FRAGMENTO DEL DOCUMENTO -
- - -

CÓRDOBA, VER.- Tengo muchos años diciendo que las universidades gastronómicas o centros de estudio profesionales han perdido mucho tiempo en formalismos burocráticos y han dejado de cumplir el encargo con el que nacieron: hacer de la gastronomía una ciencia universitaria sólida, con recursos y metodologías propias, en sintonía con otras ciencias y enarbolándose como una de las actividades académicas más nobles de la humanidad. Sin importar su financiamiento público o privado, se han convertido en espacios de transición y medianía, de escasa crítica a lo existente y nula autocrítica ante sus procesos de cara al mundo en el que están instaladas.

- - -

(Datos de origen)
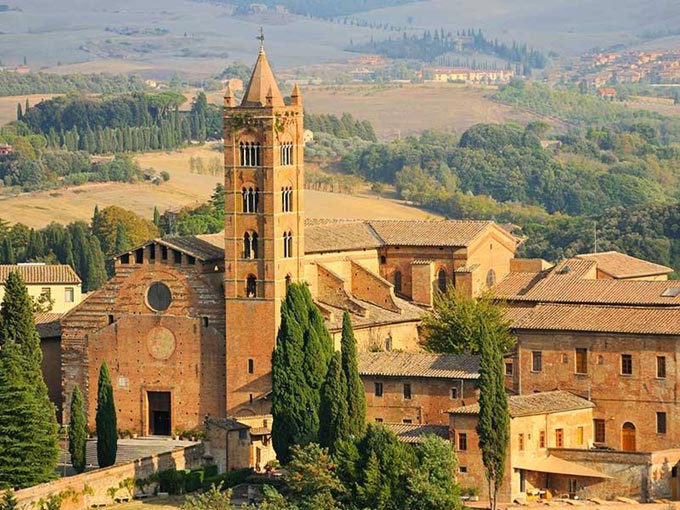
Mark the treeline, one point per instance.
(433, 44)
(123, 123)
(585, 110)
(84, 247)
(15, 84)
(319, 8)
(345, 126)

- - -

Del texto sobre las universidades gastronómicas, reproduce la parte que abre con las palabras "CÓRDOBA, VER.- Tengo" y cierra con "que están instaladas.", cambiando "medianía" por "mediocridad". Estos datos no se usan para nada aquí.

CÓRDOBA, VER.- Tengo muchos años diciendo que las universidades gastronómicas o centros de estudio profesionales han perdido mucho tiempo en formalismos burocráticos y han dejado de cumplir el encargo con el que nacieron: hacer de la gastronomía una ciencia universitaria sólida, con recursos y metodologías propias, en sintonía con otras ciencias y enarbolándose como una de las actividades académicas más nobles de la humanidad. Sin importar su financiamiento público o privado, se han convertido en espacios de transición y mediocridad, de escasa crítica a lo existente y nula autocrítica ante sus procesos de cara al mundo en el que están instaladas.